--- begin DATASET ENTRIES ---

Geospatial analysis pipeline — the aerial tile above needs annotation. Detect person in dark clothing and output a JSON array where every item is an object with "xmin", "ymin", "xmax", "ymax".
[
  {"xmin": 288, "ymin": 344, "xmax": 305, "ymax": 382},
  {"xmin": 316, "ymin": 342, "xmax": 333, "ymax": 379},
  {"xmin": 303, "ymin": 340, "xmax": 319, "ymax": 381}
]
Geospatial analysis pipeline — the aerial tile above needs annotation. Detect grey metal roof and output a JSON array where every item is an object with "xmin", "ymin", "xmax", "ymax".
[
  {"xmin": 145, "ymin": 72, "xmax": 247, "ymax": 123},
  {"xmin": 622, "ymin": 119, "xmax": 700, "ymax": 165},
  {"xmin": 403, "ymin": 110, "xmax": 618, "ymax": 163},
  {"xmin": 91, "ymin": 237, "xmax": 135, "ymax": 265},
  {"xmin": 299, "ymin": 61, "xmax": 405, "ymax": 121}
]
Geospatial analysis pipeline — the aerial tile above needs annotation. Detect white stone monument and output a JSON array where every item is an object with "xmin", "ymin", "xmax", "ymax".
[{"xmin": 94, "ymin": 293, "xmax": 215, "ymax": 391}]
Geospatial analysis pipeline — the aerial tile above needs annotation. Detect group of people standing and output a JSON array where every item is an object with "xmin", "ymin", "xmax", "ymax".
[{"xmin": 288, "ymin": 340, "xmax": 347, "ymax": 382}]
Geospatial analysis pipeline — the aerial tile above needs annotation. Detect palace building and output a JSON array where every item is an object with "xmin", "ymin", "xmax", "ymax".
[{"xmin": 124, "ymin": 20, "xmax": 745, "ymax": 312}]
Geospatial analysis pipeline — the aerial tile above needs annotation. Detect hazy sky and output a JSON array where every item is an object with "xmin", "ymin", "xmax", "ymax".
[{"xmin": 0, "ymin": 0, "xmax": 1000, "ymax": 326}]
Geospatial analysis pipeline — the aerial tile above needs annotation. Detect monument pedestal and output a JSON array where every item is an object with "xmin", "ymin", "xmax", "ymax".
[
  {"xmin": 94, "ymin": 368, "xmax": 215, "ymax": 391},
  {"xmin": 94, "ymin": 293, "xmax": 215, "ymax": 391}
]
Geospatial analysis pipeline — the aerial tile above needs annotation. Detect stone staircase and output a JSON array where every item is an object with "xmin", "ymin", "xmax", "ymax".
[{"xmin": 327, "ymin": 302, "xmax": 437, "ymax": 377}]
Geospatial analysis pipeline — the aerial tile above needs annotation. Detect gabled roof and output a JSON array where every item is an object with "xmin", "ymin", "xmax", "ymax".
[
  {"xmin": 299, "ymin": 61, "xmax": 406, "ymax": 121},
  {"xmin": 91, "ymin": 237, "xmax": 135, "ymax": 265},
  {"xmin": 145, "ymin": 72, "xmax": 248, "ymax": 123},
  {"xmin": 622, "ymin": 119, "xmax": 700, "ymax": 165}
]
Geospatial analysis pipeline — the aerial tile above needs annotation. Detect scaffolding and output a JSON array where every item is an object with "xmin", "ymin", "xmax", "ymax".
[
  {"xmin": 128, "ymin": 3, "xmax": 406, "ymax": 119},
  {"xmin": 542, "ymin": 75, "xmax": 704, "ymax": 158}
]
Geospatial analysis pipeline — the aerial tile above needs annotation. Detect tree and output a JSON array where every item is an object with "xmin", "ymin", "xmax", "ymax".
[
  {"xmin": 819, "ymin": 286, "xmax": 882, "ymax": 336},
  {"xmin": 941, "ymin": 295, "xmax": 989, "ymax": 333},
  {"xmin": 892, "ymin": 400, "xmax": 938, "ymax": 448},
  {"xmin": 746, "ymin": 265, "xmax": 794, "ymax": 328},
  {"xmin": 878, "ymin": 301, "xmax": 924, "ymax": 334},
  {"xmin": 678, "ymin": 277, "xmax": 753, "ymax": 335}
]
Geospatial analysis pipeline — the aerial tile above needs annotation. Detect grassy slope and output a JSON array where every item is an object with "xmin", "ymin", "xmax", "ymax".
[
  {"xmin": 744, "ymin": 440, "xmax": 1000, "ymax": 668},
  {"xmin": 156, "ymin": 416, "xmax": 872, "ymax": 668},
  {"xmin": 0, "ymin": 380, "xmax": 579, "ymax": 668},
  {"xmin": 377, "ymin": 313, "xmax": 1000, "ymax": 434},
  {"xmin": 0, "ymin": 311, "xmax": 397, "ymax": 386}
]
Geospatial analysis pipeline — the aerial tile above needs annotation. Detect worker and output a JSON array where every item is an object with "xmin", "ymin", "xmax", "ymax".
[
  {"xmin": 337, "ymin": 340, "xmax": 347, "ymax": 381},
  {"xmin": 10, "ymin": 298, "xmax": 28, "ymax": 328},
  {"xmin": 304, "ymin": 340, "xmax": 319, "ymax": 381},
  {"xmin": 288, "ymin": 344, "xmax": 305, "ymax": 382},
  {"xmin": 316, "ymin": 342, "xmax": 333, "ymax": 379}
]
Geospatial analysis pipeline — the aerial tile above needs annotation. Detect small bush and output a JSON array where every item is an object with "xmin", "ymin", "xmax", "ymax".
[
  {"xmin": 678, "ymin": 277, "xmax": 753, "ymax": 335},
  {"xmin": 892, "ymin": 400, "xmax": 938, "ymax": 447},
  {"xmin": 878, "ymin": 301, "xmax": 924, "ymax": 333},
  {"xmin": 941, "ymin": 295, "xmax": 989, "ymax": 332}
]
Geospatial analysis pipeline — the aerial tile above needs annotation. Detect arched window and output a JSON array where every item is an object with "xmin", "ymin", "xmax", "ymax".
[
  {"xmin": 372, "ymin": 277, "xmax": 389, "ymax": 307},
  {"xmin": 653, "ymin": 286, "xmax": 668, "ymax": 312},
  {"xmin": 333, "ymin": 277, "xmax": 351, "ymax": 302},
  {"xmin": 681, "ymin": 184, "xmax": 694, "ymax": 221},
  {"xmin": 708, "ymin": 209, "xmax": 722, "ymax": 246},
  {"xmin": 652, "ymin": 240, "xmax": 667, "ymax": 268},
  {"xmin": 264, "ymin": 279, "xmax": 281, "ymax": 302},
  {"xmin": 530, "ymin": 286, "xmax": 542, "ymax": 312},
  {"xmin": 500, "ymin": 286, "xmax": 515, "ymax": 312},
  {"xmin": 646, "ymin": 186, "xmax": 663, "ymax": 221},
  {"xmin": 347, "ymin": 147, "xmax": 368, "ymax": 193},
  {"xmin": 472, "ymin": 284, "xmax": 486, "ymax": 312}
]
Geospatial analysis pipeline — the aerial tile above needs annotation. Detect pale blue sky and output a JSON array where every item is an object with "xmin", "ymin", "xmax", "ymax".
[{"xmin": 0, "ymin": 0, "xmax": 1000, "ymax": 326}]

--- end DATASET ENTRIES ---
--- begin DATASET ENTRIES ---

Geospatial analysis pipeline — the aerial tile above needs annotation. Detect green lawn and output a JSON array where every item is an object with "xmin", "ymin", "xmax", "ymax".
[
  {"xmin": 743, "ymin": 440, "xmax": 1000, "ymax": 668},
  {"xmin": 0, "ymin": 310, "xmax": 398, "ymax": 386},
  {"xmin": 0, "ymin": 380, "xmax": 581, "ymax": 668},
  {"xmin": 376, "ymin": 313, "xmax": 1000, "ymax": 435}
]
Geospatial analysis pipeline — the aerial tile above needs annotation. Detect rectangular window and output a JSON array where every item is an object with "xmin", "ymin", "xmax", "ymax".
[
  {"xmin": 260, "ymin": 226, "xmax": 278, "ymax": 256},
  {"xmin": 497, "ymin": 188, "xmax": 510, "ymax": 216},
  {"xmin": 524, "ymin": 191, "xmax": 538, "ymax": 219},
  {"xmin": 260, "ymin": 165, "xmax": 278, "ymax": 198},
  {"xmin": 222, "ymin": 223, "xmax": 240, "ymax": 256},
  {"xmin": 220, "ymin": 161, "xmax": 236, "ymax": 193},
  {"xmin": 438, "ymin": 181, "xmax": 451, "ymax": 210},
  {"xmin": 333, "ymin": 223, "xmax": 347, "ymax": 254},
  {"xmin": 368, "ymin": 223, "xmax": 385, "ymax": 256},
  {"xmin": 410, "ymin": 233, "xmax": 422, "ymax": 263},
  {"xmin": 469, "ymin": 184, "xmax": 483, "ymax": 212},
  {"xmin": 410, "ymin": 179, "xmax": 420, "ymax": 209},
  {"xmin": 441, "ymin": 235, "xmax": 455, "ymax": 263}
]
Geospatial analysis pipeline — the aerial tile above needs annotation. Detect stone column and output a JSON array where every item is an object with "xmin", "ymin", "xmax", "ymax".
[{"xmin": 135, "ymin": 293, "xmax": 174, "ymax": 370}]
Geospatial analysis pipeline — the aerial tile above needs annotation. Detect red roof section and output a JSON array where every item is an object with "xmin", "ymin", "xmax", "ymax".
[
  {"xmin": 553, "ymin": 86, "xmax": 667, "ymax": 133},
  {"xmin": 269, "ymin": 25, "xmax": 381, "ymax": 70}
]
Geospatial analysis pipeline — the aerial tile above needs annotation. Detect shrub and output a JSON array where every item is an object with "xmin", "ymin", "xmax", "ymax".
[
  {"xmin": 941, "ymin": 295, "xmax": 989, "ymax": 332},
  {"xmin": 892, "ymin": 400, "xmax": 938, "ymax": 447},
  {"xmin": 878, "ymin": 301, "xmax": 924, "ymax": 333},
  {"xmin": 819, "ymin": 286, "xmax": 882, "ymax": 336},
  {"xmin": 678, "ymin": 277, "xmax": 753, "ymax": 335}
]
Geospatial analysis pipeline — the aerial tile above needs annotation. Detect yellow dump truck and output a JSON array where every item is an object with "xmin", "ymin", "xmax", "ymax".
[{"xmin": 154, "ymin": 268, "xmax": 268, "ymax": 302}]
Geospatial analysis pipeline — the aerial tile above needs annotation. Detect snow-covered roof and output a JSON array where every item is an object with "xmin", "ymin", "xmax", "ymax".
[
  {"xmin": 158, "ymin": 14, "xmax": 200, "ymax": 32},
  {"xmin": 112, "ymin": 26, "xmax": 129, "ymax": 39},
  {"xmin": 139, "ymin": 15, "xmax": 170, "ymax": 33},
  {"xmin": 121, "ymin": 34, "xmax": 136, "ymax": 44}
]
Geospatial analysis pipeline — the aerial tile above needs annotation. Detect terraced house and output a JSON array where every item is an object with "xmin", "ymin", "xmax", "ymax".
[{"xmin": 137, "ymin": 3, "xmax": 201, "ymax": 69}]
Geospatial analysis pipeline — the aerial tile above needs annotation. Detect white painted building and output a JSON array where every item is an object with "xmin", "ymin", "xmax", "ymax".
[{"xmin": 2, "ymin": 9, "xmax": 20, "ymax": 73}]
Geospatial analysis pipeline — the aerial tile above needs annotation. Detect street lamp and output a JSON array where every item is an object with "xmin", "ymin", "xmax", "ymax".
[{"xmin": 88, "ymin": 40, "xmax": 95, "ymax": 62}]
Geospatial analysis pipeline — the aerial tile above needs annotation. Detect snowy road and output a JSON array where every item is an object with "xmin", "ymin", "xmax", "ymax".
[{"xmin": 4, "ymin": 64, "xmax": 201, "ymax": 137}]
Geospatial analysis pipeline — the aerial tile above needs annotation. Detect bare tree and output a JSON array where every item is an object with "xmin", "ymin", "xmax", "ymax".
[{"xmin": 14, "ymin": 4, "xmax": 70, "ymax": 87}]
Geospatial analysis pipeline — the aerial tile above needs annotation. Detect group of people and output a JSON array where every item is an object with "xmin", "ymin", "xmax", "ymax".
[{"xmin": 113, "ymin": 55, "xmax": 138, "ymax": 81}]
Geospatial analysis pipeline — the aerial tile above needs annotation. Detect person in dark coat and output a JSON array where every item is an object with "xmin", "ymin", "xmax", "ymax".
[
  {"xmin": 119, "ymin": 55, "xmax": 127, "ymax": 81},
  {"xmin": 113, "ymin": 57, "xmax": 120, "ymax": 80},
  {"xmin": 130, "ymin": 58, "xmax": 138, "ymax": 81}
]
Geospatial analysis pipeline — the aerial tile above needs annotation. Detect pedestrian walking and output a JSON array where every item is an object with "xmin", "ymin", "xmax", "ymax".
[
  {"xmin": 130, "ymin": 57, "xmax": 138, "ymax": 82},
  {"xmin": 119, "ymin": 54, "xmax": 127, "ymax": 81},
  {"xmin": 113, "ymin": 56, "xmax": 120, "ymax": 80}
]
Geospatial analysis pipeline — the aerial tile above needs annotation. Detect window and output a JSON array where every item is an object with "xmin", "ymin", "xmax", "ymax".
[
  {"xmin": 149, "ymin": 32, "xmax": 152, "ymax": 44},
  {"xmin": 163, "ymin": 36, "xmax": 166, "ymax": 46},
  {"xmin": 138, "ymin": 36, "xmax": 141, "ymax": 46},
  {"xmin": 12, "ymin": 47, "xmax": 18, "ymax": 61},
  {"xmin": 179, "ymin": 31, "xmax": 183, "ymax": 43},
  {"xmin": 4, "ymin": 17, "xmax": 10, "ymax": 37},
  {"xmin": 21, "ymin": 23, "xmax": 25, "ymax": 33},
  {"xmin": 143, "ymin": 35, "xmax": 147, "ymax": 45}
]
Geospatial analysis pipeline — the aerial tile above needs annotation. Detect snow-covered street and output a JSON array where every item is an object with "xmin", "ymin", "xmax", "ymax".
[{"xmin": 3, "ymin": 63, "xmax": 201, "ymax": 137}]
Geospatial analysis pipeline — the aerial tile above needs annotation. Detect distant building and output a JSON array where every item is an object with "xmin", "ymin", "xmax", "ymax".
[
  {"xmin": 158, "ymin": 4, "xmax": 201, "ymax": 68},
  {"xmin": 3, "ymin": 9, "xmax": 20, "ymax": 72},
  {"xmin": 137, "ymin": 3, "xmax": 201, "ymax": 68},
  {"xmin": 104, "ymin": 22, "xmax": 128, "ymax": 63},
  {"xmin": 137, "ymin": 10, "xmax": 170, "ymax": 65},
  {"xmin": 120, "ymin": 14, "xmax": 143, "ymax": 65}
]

--- end DATASET ENTRIES ---
--- begin DATASET ENTRIES ---

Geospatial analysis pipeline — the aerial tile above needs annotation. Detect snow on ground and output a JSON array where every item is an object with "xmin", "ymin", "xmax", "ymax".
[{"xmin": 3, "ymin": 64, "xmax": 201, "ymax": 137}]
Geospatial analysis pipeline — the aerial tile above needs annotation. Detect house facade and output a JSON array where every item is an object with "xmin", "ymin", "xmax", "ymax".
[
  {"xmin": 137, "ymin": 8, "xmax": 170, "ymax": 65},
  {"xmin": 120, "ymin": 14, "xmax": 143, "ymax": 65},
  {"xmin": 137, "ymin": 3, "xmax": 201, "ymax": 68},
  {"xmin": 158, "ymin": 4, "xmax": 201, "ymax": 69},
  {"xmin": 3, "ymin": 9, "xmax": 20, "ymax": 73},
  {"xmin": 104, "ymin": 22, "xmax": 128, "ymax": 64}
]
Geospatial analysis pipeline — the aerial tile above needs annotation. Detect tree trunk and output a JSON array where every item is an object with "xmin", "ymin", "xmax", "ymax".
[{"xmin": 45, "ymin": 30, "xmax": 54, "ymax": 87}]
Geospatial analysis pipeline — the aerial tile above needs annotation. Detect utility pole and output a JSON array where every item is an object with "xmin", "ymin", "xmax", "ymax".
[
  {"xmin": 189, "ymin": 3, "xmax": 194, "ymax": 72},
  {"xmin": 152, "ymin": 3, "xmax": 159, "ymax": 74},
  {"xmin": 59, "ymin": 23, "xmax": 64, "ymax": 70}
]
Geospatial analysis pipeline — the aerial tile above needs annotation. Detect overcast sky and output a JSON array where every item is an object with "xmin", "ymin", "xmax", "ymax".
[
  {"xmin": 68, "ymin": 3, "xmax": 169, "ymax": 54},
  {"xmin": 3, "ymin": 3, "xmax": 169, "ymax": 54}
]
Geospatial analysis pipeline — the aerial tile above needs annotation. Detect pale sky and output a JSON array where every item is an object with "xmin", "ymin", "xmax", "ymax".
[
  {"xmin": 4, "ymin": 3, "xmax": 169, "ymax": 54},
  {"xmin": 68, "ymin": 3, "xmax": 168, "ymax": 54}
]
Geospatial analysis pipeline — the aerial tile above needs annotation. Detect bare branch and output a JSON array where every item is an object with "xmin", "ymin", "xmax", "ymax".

--- end DATASET ENTRIES ---

### WHAT YOU HAVE TO DO
How many lines in the source records above contain the string "house"? Reply with the number only.

### ANSWER FOR THIS EXERCISE
2